2. A greatly ruined, heavily overgrown promontory fort situated at the western end of a steep sided ridge south of Solva. The extent of vegetation cover is such that many of the features seen by the O.S. surveyor in 1973 could not be identified by the Trust surveyors.
Subrectangular in shape the fort appears to be formed of a mainly turf covered stone and rubble bank ranging in height from 50cm to 100cm. In places this runs along the top of a scarp which according to the O.S. surveyor is up to 3.6m high but today is concealed beneath bracken, brambles and blackthorn. Near the entrance in the north-eastern corner of the fort is a short section of inner bank approximately 1m high and separated from the outer bank by a ditch 1-2m in depth. An inner bank was also noted in the southern tip of the fort though here it survives as a low rounded bank or step at most 50cm high.
The two probable rectilinear buildings on the west side and the two probable hut circles on the east observed by the O.S. could not be identified by the Trust Surveyors - they are probably concealed beneath vegetation.
=======
:: TASK INSTRUCTIONS ::
(a) Answer these questions about the fort survey above:
(i) In what year did the O.S. surveyor see the features?
(ii) How deep is the ditch between the inner bank and the outer bank near the entrance?
(iii) What did the O.S. observe on the east side of the fort?
(b) Carry on the fort survey above, starting right after its last sentence.
=======
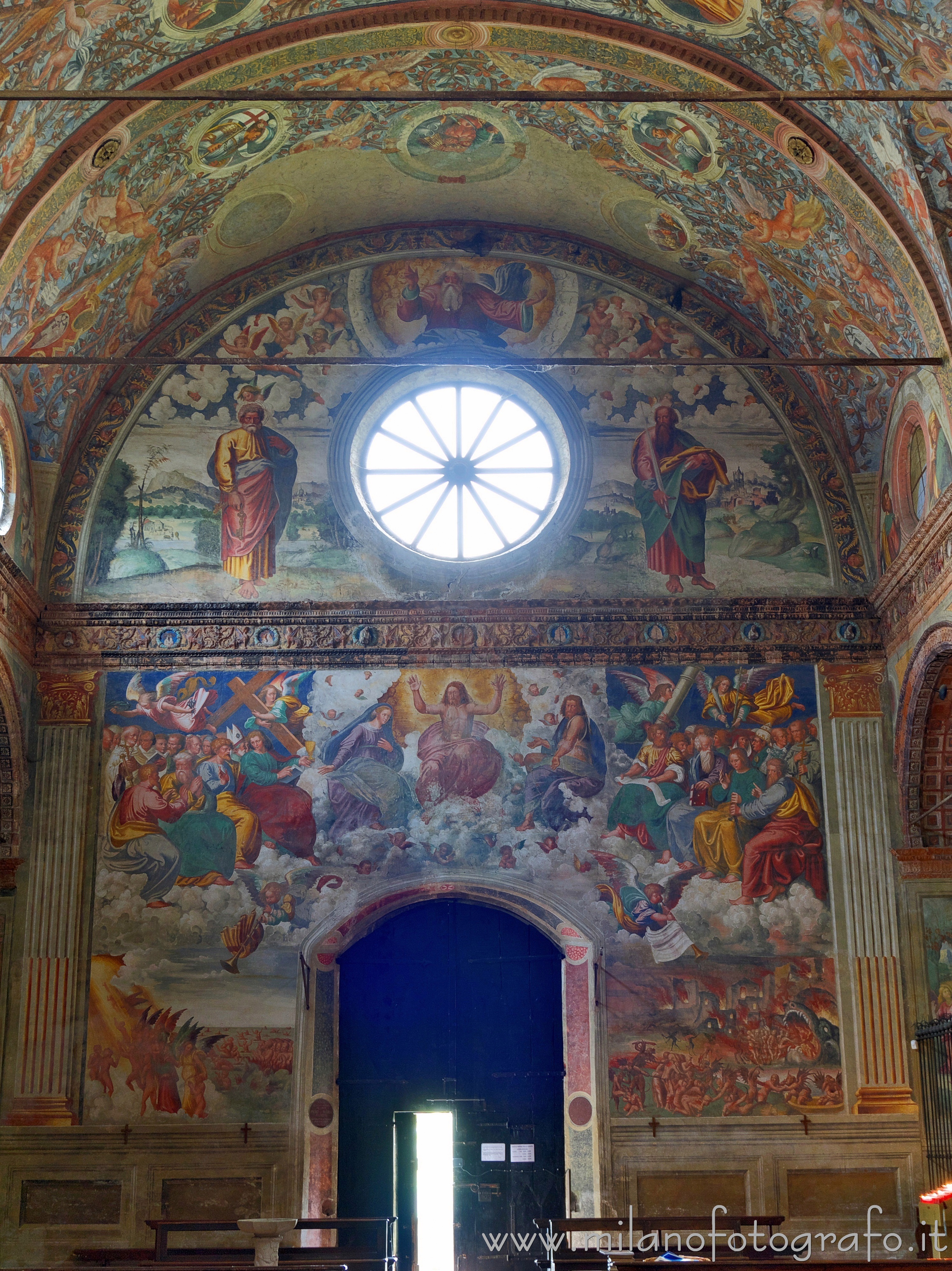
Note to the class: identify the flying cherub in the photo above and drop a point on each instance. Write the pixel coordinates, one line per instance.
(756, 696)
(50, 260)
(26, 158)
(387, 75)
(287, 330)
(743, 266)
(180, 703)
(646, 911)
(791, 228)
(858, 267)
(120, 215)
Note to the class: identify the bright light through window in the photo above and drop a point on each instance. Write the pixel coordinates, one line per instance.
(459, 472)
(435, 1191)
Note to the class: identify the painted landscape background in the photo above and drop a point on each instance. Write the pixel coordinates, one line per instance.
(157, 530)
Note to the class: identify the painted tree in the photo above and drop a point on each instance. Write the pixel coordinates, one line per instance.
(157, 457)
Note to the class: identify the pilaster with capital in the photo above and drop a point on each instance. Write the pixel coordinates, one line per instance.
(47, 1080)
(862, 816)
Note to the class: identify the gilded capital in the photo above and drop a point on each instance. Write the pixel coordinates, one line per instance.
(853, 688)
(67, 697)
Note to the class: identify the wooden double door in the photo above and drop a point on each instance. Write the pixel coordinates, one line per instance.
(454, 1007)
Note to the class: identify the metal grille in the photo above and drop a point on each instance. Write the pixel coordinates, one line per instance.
=======
:: WRITTEN RESPONSES ::
(a)
(i) 1973
(ii) 1 to 2 meters
(iii) Two probable hut circles

(b)
The R.C.A.H.M. description of the site is confusing, apparently relying on an account made thirty years previously by Lieut. Col. W. Ll. Morgan who found the fort to have been practically destroyed "cultivation and the erection of stone fences made it impossible to say with any degree of certainty what the nature of the work really was" (R.C.A.H.M.,1925,p411). In 1811 Fenton noted that the "whole extent [of Gribin ridge is] covered with a series of encampments, chiefly earthworks, but terminating at the extreme point towards the sea, in one circle with a single agger of loose stones bowing outward" (1811, p140).
Gribin Fort is one of several scattered along the cliffs of St David's Peninsula though Crossley (1962-1964,p182) classifies the feature as a scarp edge site rather than coastal. There is little dating evidence from Pembrokeshire enclosures (Crossley, 1962-1964, p172) but according to local historian F.W. Warburton (1944) "single piece of green glazed pottery which may be medieval" was found at the site. However, the fort is most likely to date to the Iron Age or Romano British periods.
E P Dillon NT Report "Solva"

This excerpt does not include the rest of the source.